Problem requirements:
Select every line below containing the word "bridge".

Information supplied:
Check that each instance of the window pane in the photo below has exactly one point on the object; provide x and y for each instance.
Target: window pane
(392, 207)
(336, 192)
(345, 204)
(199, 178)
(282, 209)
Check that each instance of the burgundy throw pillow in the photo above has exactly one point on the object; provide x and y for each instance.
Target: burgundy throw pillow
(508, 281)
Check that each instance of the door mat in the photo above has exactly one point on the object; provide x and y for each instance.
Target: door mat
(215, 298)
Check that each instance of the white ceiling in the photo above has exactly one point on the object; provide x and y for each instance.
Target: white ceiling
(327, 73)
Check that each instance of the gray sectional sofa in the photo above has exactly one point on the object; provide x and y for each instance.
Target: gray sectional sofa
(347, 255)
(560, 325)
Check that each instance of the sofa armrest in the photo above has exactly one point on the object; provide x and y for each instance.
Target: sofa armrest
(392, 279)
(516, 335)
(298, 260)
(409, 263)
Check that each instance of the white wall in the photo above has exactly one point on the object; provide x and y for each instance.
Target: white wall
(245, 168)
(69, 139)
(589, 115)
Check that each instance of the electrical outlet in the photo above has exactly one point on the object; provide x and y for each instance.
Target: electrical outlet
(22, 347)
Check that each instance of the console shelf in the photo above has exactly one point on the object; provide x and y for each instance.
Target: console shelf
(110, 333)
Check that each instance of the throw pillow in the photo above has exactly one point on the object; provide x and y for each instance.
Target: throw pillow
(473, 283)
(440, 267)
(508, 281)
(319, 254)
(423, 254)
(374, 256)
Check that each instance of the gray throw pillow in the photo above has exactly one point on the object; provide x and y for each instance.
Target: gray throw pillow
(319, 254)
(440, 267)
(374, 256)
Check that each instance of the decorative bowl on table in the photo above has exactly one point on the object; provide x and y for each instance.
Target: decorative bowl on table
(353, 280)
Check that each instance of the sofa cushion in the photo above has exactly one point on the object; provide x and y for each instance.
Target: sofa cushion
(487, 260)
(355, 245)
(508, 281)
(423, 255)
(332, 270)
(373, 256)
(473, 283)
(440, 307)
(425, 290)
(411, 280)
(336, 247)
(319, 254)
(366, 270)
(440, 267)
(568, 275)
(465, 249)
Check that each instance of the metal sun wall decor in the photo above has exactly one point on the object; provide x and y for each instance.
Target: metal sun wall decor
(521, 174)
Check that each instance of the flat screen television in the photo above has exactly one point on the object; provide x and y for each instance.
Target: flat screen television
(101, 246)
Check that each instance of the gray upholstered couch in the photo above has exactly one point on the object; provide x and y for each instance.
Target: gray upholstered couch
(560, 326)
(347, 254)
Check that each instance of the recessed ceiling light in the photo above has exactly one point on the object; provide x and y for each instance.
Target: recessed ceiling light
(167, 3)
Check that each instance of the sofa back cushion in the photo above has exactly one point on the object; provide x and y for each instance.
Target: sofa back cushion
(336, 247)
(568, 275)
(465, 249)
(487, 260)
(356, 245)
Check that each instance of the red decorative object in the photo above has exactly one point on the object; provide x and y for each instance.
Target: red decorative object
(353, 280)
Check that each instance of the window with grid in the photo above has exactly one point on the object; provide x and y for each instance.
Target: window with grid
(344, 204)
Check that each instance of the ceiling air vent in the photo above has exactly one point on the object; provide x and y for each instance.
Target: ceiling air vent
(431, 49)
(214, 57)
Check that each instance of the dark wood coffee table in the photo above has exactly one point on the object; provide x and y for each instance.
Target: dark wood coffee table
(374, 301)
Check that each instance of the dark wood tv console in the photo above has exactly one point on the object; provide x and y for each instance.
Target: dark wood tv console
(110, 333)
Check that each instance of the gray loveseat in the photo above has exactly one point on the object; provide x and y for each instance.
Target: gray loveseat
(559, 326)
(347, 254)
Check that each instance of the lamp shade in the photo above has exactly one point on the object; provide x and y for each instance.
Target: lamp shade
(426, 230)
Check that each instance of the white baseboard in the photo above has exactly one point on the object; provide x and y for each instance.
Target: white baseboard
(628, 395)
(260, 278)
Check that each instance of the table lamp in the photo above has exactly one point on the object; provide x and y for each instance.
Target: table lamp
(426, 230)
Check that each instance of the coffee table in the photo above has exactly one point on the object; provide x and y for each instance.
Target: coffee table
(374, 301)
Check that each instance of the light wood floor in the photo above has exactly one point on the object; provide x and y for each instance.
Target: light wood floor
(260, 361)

* * *

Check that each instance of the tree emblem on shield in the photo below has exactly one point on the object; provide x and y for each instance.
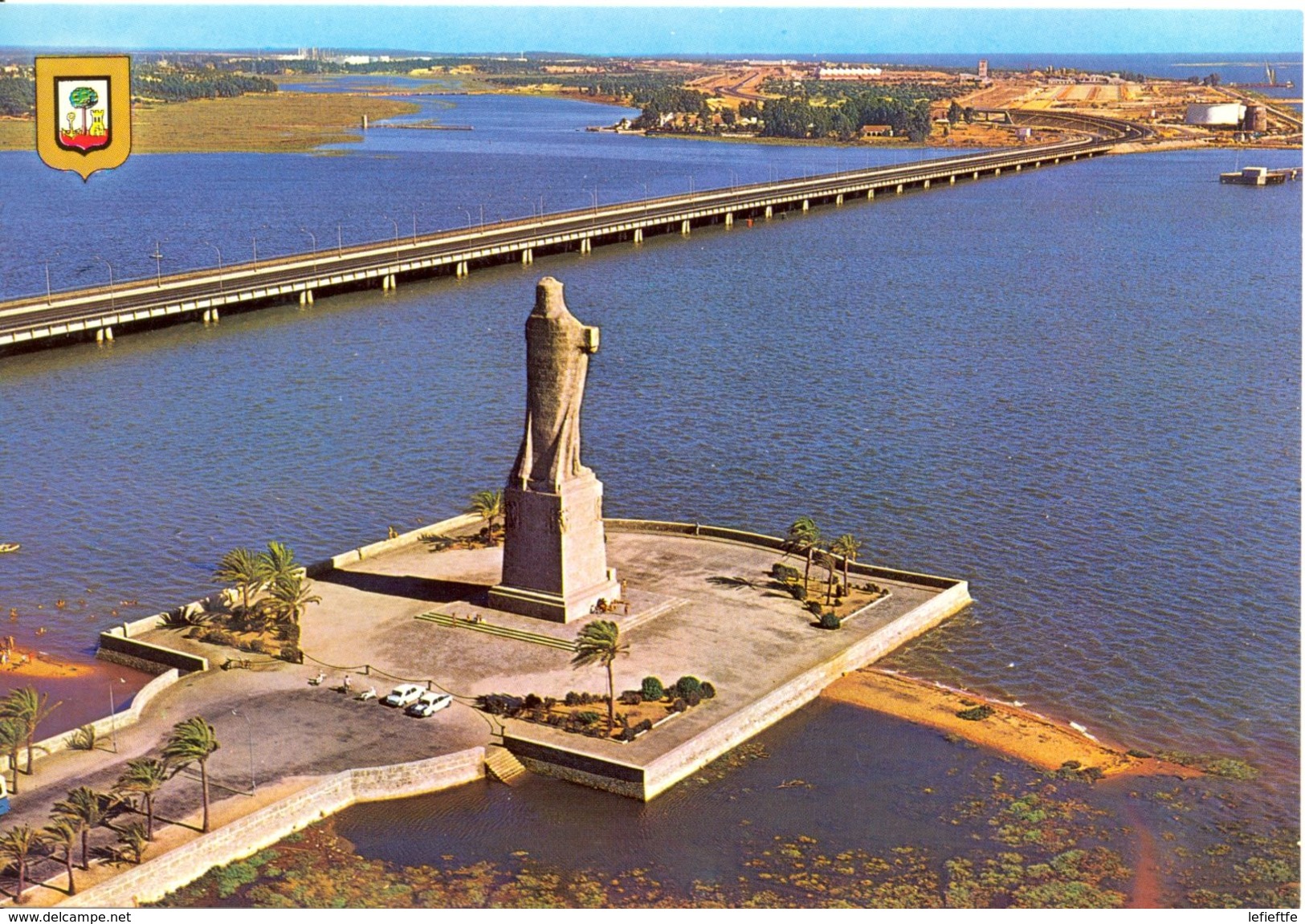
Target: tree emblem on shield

---

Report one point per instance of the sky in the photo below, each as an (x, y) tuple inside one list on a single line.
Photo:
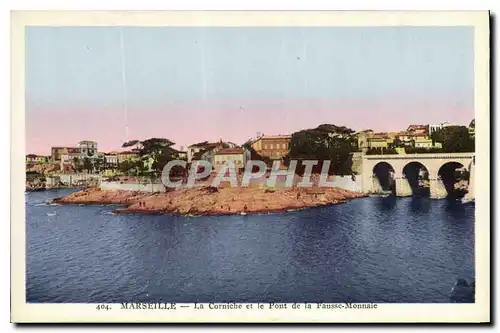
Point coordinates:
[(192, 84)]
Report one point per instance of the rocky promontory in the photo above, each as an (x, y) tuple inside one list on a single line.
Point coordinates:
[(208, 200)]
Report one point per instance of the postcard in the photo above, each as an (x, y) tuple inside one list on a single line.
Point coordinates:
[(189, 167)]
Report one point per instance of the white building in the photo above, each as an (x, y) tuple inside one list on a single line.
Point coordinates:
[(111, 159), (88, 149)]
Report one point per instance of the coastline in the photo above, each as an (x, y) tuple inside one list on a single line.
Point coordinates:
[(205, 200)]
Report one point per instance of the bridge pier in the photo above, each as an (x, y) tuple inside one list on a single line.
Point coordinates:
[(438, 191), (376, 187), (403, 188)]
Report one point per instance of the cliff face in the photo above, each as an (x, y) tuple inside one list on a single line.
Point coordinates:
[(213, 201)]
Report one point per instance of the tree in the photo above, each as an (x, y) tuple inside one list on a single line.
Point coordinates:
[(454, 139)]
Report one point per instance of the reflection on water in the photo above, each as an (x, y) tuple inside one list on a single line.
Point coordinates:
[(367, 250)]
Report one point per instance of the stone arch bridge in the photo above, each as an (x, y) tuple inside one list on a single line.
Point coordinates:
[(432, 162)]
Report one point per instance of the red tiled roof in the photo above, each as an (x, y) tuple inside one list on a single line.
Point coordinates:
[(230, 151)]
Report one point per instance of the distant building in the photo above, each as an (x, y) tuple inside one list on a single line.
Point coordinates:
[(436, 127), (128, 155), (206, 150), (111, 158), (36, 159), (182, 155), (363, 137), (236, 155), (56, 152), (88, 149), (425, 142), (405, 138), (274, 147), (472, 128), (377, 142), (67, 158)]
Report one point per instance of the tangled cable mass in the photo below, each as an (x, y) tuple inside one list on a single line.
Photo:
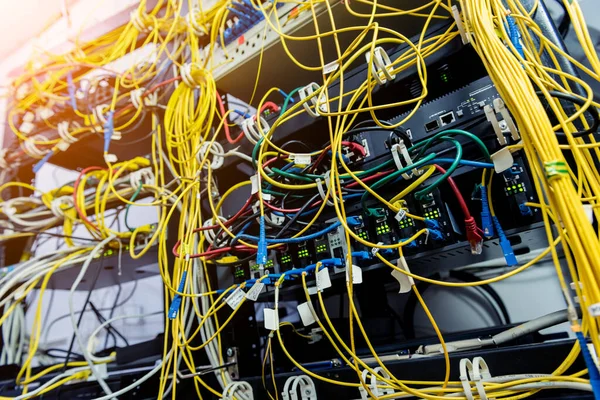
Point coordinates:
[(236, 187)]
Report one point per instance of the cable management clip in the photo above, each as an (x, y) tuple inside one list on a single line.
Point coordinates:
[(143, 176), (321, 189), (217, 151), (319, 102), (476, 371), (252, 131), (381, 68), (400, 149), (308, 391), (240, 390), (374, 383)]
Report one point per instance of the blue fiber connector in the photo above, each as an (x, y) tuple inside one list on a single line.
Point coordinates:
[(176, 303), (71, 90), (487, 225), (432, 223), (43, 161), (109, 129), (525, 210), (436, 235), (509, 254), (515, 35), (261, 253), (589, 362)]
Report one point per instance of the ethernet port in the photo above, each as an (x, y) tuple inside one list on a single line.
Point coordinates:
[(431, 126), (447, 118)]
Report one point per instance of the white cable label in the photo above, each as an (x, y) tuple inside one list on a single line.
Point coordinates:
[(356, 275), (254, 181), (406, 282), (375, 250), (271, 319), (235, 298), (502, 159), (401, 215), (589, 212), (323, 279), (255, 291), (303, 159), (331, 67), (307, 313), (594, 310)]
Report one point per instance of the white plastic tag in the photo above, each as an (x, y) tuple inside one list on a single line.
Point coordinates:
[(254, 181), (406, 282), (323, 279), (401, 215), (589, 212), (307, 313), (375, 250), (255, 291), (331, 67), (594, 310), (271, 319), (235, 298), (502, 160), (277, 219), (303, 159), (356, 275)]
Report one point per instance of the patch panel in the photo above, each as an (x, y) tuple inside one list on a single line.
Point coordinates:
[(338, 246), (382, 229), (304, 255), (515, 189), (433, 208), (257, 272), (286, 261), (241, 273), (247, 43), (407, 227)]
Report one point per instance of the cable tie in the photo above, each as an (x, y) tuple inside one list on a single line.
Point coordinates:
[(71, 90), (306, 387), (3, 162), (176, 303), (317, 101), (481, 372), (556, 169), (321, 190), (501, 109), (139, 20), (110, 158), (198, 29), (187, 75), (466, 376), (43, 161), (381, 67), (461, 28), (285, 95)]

Solution below:
Report one point per instance of the bridge pier in the photo above, each as an (x, y) tuple inside one list on a single line.
Report one point per instance of the stone arch bridge in the photo above, each as an (x, y) tuple inside one list on a single line.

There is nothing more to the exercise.